> _BACAAN YANG DIBERIKAN_

==========

Jika seseorang ingin menjadi yang terdahulu, hendaklah ia menjadi yang terakhir dari semuanya dan pelayan dari semuanya.
Usai sudah sebuah perhelatan politik yang hiruk pikuk dan panjang yang cukup menyita waktu dan banyak halaman media cetak dan elektronik di Indonesia terutamanya di Jakarta. Walaupun final decision nya masih harus menunggu beberapa hari kedepan, namun diperkirakan siapa nantinya yang akan ditentukan menjadi pemimpin ibukota negara ini tampaknya sudah hampir nyata di depan mata.
Bila benar dan ternyata pada saatnya nanti pemimpin baru ditentukan, seperti yang telah diketahui publik secara luas dari hasil hitung cepat yang dilakukan banyak lembaga dan institusi, maka hal ini menurut banyak kalangan menjadi suatu gejala baru. Fenomena baru, demikian banyak media menyebutnya, suatu kata yang akhir-akhir ini sering kita dengar, berhubung dengan urusan pilkada DKI itu.
Namun saya tak hendak membawa pembaca untuk membahas urusan politik yang memusingkan itu, terlebih sebagai orang yang awam terhadap urusan politik. Bagi saya ada banyak hal lain yang lebih memusingkan untuk dipikirkan.

==========

> _INFORMASI TERCATAT_
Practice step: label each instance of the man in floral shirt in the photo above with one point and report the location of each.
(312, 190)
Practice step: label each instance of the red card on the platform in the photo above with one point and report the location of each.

==========

> _TUGAS ANDA_
[1] Salin bagian teks tentang pilkada DKI antara "Bila benar dan" dan "pilkada DKI itu.", termasuk kedua batas itu, tanpa mengubah satu kata pun.
[2] Menurut teks tentang pilkada DKI, dari mana publik secara luas sudah mengetahui siapa pemimpin baru yang akan ditentukan?
Daftar di atas tidak diperlukan.

> _HASIL JAWABAN_
[1]
Bila benar dan ternyata pada saatnya nanti pemimpin baru ditentukan, seperti yang telah diketahui publik secara luas dari hasil hitung cepat yang dilakukan banyak lembaga dan institusi, maka hal ini menurut banyak kalangan menjadi suatu gejala baru. Fenomena baru, demikian banyak media menyebutnya, suatu kata yang akhir-akhir ini sering kita dengar, berhubung dengan urusan pilkada DKI itu.

[2] Dari hasil hitung cepat yang dilakukan banyak lembaga dan institusi.